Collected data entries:
= = = = = = =

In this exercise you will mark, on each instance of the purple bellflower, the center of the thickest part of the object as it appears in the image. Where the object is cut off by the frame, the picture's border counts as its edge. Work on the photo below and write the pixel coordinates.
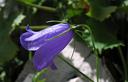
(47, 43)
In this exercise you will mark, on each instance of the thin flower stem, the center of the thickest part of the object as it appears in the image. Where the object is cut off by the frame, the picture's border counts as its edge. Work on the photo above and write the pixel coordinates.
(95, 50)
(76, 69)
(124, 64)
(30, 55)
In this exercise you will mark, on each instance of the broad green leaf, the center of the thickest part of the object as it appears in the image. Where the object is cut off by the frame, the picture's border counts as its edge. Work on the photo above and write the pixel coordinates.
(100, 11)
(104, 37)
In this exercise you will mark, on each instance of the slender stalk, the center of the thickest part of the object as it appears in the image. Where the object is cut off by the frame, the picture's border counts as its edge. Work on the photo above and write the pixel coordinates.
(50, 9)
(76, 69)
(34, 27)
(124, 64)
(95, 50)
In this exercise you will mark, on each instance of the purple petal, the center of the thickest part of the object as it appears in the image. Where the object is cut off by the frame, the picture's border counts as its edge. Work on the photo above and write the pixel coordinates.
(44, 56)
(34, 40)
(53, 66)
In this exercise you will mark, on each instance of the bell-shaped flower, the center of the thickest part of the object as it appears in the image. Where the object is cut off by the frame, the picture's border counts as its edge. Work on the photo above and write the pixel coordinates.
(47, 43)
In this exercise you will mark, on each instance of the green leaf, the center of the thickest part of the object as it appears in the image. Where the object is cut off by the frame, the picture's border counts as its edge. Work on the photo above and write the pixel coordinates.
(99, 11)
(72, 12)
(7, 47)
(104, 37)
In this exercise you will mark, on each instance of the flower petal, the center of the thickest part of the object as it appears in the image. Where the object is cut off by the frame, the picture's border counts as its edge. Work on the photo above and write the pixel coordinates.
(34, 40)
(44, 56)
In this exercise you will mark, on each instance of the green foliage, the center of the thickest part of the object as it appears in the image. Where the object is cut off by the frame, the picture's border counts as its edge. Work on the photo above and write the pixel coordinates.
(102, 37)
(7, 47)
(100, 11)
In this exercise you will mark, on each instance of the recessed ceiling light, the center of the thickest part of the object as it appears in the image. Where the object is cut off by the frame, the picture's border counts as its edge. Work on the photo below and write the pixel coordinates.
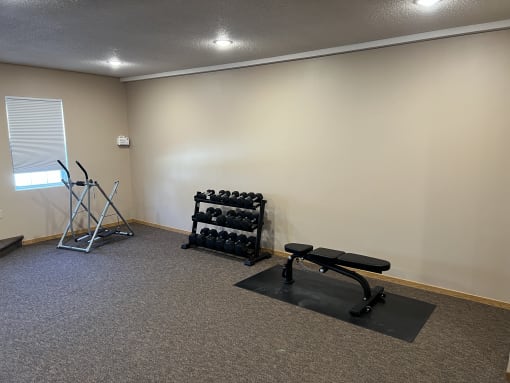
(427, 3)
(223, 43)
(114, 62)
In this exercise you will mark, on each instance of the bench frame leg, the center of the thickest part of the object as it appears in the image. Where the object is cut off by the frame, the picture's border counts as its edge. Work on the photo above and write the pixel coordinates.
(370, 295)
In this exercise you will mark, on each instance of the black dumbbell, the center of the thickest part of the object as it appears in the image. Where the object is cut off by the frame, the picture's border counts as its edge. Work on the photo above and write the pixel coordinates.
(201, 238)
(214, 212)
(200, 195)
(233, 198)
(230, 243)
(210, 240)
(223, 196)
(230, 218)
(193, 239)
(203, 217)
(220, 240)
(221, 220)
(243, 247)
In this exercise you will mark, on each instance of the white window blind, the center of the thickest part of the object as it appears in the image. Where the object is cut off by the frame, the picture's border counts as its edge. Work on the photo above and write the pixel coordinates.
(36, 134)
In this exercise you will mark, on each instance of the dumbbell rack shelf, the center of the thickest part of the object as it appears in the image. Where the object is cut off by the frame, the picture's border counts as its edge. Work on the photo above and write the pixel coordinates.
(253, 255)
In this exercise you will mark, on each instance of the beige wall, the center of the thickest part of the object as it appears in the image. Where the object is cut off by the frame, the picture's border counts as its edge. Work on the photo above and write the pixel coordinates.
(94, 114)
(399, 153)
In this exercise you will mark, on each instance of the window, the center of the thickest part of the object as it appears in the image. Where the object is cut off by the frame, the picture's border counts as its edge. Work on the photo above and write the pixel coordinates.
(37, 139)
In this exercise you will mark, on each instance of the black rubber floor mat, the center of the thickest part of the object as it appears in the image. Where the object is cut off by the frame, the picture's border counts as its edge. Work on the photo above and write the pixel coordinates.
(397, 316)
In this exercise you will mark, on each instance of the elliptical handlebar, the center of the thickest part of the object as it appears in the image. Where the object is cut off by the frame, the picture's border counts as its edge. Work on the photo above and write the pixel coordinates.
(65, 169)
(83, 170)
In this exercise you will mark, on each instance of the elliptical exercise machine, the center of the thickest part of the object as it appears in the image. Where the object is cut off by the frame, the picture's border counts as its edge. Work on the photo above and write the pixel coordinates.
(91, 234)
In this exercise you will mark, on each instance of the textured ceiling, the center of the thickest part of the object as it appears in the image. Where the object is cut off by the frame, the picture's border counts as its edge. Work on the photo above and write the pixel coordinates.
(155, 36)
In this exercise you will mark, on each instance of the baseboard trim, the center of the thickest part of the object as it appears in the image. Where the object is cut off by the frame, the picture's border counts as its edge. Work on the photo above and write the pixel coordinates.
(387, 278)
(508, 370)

= = = = = = =

Without the pictures, return all the records precisely as they stand.

In this exercise you will mark, on each instance of the purple bellflower, the center of the thickest part of the object as it appears in the image. Where the object is cut off by the frame, the picture's border counts as its edge. Work on the photo below and write the pixel coordinates.
(47, 43)
In this exercise you will mark, on each instance of the thin flower stem, the center of the thickest part of the object as it appears in the image. Where the object is cut off by the frame, the picture's border counts as its edge. Work on the photo above and write the pixel coordinates.
(95, 50)
(76, 69)
(124, 64)
(30, 55)
In this exercise you will mark, on each instance of the broad green leaf, the center of the thickest part of the object as it appears in the image. Where the object is cut off by the frame, the picture's border counts as its edge. Work on the photo above and write the pixel coordinates.
(100, 11)
(104, 37)
In this exercise you will mark, on each instance of the slender stalk, the center of the thickest part of the object as it appears in the image. Where the object is cut off by the frame, the picture's border counts as its edge. Work on the photo above and write the pixel coordinates.
(50, 9)
(76, 69)
(34, 27)
(124, 64)
(95, 50)
In this exercise you will mark, on each instance of the purple petal, the center of the thickest part of the object as it appears in the image. Where the object is cut off by the frame, the picture's border counts as its edge. Work on the photo above and write the pixel coordinates.
(44, 56)
(34, 40)
(53, 66)
In this exercise you will mark, on each instance of the bell-shaped flower, the center of the thickest part of the object as it appears in the image. Where the object is cut off by the frame, the picture's border counts as its edge. Work on the photo above and write the pixel coordinates.
(47, 43)
In this exercise you will mark, on each instance of the green leaf, the center of the thickest part of the object as it appears in the image. Where the object is cut off by the frame, the picture's border counts as its edge. Work on the photo above and write the pixel coordinates.
(99, 11)
(72, 12)
(7, 47)
(104, 37)
In this exercise you will mark, on each instance of the flower petal, the center of the thickest part of the object as it appears in the image. Where the object is cut off by the frame, the picture's border counts as its edge. Work on the photo above and write the pixel coordinates.
(34, 40)
(44, 56)
In this exercise you will mark, on each instance of the green foliage, the center of the thickest part of the object as it appears in the image. Where the object is cut off by the frame, the picture's border counts as its edge. Work on the photo above and write the pixel coordinates.
(102, 37)
(7, 47)
(100, 11)
In this exercise you will mark, on each instance of the recessed ceiling light, the center of the thickest part of the object as it appears in the image. Where the object is cut off by the frame, the picture's border counts as its edge. Work on the photo below and write the pixel coordinates.
(427, 3)
(223, 43)
(114, 62)
In this exercise you will mark, on each instance of the bench frame leg, the center of the thickest part of the object as it appears in the image. Where the object is cut off by the frame, the picture's border counts as its edge. Work on the photo above and write the pixel coordinates.
(370, 295)
In this exercise you will mark, on each instance of the black dumbbell, the center of the thickest part of the object as it appears in the image. Where the object is cut off by the frame, the picture's border counts as its edge. Work on the photo above and write the pixel coordinates.
(201, 238)
(214, 212)
(200, 195)
(233, 198)
(230, 243)
(210, 240)
(223, 196)
(230, 218)
(193, 239)
(203, 217)
(220, 240)
(221, 220)
(243, 247)
In this exercise you will mark, on each instance of the white window blind, the center of the thickest part of the object as it appears in the image. Where the object is cut off by the frame, the picture's border counts as its edge. Work on the photo above and write the pixel coordinates.
(36, 134)
In this exercise you will mark, on each instance of the dumbbell rack shelf, the center of the thickest part of the object as it appears in the image. Where the object is cut off by the frame, the picture's border counts as its edge. Work on the photo above and write the pixel coordinates.
(253, 255)
In this exercise you will mark, on each instance of the beige wall, the center of the thickest part of the object as it appears in the image. Where the object is cut off by the frame, the picture's border counts as its edge. Work on the photo above and write the pixel coordinates.
(94, 114)
(399, 153)
In this exercise you will mark, on each instance of the window, the center of the thickest part of the object as it appears in the image. Where the object is cut off by the frame, the picture's border counts as its edge. Work on the photo above and write the pixel coordinates.
(37, 139)
In this exercise you will mark, on each instance of the black rubber floor mat, the center of the thickest part of the object as it appears in the image. Where the object is cut off by the frame, the picture's border counts as its edge. Work on the photo above and write the pixel coordinates.
(397, 316)
In this exercise you will mark, on each instance of the elliptical handlebar, the center of the thickest part of the object as it appears in the image. Where the object is cut off by the frame, the picture's border counts as its edge. Work on the photo above and write the pixel coordinates.
(65, 169)
(83, 170)
In this exercise you will mark, on each instance of the elliptical exercise machine, the center of the thickest part of the object as it appears in the image. Where the object is cut off by the frame, the picture's border counts as its edge. Work on the photo above and write the pixel coordinates.
(91, 234)
In this exercise you will mark, on each instance of the textured ceiling, the center of the thickest part of the object as it appears in the image. Where the object is cut off by the frame, the picture's border counts as its edge. Work on the photo above and write the pixel coordinates.
(155, 36)
In this exercise you will mark, on each instance of the baseboard trim, the center of the thickest part of the object as it appears in the image. Where the object is cut off by the frame, the picture's border counts as its edge. Work on the photo above and write the pixel coordinates.
(387, 278)
(508, 370)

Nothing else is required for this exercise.